- Saved entries -
+---+
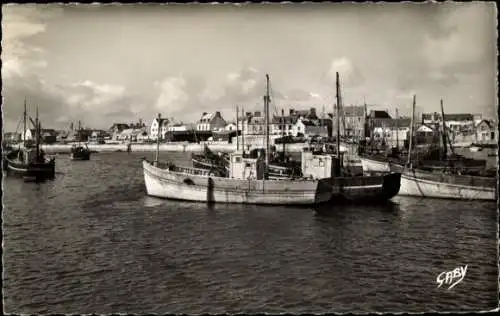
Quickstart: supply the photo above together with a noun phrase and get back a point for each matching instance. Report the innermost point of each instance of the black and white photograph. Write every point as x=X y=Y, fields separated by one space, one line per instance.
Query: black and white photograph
x=246 y=158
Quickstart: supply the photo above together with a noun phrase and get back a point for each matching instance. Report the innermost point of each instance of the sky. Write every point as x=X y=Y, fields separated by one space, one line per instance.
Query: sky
x=103 y=64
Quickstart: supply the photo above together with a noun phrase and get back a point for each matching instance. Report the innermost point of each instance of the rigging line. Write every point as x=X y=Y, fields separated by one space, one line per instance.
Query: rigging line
x=19 y=123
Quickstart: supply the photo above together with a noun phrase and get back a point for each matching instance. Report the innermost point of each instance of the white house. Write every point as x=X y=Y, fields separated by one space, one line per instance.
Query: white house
x=178 y=127
x=210 y=122
x=158 y=128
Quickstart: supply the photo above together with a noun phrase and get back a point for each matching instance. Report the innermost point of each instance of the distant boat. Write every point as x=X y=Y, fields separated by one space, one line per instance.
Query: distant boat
x=28 y=160
x=79 y=152
x=277 y=169
x=249 y=181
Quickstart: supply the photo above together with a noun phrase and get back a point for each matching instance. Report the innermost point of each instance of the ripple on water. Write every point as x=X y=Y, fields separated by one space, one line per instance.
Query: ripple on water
x=92 y=242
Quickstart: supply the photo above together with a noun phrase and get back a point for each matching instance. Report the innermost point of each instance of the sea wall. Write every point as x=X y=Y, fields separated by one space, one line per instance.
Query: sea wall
x=173 y=147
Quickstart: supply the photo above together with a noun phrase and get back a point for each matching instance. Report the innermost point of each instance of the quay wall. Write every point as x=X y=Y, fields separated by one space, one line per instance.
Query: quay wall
x=172 y=147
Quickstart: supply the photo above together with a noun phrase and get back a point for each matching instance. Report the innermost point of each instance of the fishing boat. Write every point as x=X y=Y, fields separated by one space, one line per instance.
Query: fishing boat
+---+
- Brief -
Give a verbatim transcription of the entries, leaving out the pictures.

- Answer to the exercise -
Quickstart: supply the photo above together with a noun phrase and get back a point for each matching instance. Report the innermost point of each instance of the black and white photograph. Write every point as x=X y=Y, fields separated by one space, one line per instance.
Query: black and white photograph
x=246 y=158
Quickstart: supply the photo above together with a noun phrase and get back a point for each matching instance. Report the innermost point of each instance of the sky. Write every point as x=X y=Y, fields separated by one space, one line per instance.
Query: sky
x=103 y=64
Quickstart: supply the photo above together with a noun phrase and get back a point for each matching instance. Report the innermost point of each instance of the rigging line. Write every point as x=X y=Y, fields separated by one space, one line per instance.
Query: rigging line
x=19 y=123
Quickstart: supply the photo above together with a noun phrase and get back a point for each matching instance. Report the innermost point of each instance of the white house. Write every point as x=X y=Y, fields separated by one space, one line per instance.
Query: white house
x=178 y=127
x=210 y=122
x=158 y=128
Quickstart: supply the photo above together with a noun phrase and get back a point for each matching instance. Report the innermost point of each instance of the distant boat. Write every point as x=X y=Y, fields separated by one space, one line per instance.
Query: distant boat
x=28 y=160
x=79 y=152
x=277 y=169
x=249 y=181
Quickstart: supply the photo above together with a noun phrase and get back a point for each matching instance. Report the innermost point of each instance of the ripple on water. Write every point as x=X y=Y, fields separated by one space, one line per instance.
Query: ripple on water
x=92 y=242
Quickstart: supply the photo above together with a noun phrase and get back a point for each matching instance. Report the innermost point of each instance of the sea wall. Write every point as x=X y=Y, fields separated by one space, one line per instance.
Query: sea wall
x=173 y=147
Quickstart: supply the photo above together with a noun phrase and get back a point for each matching instance. Report the innermost point of each instance of the quay wall. Write every point as x=X y=Y, fields separated by one space, one line per instance.
Query: quay wall
x=172 y=147
Quickstart: supply the photo above together with a noun phrase and get back a point for each matching instance. Report the innermost point of each instance of the fishing boat. Write every point as x=X y=Y, fields separated by one space, one line per instance.
Query: fishing boat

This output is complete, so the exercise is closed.